Direction: Count the lines in the records below that contain the string "truck", and give only that number.

Exercise materials:
##########
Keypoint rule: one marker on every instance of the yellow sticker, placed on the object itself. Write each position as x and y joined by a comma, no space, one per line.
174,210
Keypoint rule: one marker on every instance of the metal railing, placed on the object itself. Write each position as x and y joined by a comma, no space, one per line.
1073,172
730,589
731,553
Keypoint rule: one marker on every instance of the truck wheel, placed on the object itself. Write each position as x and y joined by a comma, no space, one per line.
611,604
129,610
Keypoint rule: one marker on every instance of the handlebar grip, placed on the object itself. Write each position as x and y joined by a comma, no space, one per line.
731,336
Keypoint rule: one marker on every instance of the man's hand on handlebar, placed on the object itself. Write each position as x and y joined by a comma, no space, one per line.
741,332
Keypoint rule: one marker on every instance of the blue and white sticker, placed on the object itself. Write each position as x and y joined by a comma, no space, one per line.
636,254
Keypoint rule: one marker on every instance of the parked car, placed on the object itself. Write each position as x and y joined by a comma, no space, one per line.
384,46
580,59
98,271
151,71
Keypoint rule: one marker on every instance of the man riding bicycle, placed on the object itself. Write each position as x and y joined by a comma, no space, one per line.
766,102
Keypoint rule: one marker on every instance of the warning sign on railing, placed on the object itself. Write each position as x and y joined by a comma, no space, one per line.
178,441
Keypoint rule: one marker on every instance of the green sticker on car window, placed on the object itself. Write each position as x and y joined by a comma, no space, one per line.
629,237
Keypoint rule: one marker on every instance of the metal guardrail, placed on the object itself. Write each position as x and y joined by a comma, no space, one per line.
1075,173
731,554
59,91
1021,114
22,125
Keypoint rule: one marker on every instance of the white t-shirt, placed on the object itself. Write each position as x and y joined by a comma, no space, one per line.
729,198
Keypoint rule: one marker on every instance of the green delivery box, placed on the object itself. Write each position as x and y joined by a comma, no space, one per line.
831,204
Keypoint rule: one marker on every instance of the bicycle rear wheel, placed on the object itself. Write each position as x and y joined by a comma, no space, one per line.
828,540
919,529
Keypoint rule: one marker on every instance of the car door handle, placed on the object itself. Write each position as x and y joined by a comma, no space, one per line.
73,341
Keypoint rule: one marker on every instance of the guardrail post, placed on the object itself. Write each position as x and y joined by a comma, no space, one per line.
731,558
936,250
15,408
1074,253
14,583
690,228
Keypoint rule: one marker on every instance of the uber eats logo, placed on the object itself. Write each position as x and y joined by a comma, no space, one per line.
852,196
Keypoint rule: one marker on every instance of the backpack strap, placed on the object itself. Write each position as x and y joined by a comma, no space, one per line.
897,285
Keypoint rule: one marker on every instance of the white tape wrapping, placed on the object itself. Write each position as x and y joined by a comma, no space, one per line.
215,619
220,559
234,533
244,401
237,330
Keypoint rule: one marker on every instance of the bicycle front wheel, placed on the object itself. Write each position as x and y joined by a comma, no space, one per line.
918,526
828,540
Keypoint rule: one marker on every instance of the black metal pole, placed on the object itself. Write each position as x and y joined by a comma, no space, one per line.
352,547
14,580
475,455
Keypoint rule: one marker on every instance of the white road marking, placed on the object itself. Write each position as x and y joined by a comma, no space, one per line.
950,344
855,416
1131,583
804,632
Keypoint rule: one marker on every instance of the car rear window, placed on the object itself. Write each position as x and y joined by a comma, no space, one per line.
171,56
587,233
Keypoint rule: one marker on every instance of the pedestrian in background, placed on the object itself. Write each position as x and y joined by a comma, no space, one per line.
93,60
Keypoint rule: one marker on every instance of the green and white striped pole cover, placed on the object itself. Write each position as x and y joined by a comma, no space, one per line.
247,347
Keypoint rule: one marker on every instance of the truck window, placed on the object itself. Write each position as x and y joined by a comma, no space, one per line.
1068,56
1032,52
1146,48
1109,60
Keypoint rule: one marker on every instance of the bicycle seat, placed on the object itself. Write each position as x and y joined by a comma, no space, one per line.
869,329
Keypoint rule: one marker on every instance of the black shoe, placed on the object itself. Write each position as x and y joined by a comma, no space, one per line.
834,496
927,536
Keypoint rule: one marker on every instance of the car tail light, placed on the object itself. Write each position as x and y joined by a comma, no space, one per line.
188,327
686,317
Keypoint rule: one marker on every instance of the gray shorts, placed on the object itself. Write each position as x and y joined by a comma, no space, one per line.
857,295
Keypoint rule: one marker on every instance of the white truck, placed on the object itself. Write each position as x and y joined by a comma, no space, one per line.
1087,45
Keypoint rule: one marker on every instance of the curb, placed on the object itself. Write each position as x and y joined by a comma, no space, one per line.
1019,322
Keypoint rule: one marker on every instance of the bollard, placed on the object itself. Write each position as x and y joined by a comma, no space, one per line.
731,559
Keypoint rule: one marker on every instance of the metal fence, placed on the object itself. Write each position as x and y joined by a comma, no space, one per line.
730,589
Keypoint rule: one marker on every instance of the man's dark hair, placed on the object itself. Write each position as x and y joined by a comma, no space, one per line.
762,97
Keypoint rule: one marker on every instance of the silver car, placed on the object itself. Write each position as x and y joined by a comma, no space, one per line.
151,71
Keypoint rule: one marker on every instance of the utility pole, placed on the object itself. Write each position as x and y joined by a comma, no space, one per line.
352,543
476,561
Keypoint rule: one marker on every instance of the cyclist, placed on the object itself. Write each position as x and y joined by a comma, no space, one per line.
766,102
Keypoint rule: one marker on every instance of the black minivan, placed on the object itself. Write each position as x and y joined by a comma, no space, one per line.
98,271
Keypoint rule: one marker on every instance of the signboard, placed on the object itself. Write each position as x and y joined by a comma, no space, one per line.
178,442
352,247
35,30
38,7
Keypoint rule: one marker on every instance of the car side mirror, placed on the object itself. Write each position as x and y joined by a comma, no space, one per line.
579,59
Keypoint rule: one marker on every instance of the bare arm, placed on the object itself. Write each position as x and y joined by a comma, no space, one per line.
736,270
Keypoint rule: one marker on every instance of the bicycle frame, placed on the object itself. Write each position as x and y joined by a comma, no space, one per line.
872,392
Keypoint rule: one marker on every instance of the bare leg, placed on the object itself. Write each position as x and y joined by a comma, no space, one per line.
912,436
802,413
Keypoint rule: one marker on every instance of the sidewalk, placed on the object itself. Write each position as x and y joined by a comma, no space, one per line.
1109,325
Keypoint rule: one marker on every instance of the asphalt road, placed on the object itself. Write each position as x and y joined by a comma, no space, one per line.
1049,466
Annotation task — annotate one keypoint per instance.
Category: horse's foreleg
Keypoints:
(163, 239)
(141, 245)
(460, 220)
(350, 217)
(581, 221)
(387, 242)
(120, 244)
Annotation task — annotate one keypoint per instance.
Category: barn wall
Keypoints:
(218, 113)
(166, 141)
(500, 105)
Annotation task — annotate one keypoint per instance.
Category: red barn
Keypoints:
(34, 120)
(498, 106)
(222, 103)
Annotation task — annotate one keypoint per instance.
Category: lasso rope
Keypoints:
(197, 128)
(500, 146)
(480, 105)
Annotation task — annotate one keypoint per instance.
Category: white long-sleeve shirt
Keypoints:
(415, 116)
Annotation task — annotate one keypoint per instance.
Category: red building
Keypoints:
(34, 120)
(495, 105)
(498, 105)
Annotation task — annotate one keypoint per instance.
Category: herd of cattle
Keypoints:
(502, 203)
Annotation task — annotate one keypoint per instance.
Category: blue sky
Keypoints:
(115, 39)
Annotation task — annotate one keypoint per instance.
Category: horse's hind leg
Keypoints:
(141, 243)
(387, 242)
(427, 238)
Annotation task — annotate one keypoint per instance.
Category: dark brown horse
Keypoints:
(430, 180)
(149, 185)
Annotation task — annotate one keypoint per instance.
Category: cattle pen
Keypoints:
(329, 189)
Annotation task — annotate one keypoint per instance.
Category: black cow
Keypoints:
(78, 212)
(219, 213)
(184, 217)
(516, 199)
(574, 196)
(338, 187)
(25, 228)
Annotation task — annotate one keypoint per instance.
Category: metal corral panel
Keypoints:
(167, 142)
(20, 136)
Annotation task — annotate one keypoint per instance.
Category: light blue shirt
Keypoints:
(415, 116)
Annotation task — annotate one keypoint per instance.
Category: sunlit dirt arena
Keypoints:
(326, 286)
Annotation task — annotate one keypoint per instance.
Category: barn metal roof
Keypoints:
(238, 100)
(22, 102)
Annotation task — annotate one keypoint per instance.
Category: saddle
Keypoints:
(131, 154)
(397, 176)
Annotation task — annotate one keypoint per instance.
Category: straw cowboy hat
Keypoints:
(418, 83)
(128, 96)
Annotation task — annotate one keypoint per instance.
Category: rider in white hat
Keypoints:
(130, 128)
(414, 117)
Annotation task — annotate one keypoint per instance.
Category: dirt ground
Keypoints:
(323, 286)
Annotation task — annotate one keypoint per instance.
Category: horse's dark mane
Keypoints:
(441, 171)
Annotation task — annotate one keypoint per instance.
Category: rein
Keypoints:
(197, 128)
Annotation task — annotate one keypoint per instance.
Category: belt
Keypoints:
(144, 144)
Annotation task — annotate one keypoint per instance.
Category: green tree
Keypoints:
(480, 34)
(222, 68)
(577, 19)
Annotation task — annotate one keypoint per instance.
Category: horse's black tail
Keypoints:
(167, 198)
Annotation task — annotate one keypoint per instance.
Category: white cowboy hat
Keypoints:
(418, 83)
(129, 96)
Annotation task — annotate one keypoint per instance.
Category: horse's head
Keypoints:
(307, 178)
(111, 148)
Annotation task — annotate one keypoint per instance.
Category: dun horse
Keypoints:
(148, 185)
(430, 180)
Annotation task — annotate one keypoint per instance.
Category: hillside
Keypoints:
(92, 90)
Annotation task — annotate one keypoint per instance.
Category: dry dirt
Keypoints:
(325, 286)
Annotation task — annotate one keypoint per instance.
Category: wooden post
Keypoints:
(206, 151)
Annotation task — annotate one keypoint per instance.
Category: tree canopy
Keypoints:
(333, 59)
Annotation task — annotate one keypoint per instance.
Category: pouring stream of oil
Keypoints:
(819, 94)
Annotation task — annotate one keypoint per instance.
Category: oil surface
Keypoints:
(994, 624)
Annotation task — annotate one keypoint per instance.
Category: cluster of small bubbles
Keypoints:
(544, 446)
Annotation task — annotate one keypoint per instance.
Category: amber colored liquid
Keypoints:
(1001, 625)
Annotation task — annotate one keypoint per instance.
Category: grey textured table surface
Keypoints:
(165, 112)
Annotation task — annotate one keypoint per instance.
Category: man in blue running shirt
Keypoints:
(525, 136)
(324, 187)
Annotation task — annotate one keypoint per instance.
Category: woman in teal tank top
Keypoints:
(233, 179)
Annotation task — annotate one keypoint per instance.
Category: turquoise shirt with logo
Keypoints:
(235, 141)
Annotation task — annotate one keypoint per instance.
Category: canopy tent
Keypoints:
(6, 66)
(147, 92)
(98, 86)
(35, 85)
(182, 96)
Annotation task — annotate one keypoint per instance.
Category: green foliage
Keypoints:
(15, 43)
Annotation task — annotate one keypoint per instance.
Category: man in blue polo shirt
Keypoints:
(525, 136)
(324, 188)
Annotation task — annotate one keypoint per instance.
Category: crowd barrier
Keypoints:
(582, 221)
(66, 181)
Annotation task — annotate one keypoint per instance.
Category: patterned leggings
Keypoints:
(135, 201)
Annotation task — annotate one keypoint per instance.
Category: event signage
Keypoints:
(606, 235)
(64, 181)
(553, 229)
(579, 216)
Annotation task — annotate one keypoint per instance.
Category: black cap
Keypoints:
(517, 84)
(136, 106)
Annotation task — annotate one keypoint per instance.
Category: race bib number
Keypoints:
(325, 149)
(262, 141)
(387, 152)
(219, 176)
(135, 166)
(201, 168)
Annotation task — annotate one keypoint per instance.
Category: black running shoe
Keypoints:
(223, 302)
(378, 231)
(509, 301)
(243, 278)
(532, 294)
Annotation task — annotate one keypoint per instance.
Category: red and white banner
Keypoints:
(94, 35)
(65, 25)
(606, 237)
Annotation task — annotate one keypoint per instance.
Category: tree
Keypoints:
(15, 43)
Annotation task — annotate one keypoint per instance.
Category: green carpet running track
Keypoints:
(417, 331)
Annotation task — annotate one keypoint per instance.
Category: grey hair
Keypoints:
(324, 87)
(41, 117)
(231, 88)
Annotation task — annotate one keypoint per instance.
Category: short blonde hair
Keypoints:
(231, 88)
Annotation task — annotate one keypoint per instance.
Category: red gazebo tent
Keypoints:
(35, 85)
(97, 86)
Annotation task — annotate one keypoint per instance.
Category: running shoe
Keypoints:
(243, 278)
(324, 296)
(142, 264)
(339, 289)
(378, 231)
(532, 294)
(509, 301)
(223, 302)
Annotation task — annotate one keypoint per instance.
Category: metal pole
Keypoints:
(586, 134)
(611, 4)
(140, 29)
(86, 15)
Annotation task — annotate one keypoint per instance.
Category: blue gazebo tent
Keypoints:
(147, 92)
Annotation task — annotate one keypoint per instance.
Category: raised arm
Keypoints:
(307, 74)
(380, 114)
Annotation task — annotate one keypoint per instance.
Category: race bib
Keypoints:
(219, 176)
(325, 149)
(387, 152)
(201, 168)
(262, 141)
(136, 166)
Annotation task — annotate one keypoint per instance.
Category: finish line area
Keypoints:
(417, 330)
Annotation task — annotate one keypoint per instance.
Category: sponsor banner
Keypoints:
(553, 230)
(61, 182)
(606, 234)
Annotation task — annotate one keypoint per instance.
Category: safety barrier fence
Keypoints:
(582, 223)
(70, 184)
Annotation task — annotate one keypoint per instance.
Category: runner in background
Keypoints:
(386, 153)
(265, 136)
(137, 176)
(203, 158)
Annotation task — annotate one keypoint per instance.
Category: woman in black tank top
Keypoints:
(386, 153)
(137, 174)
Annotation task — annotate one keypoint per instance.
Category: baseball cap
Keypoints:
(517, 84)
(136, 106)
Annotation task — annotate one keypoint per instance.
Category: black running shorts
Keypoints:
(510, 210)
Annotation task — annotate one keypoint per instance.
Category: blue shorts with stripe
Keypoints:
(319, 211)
##########
Response for this exercise: 3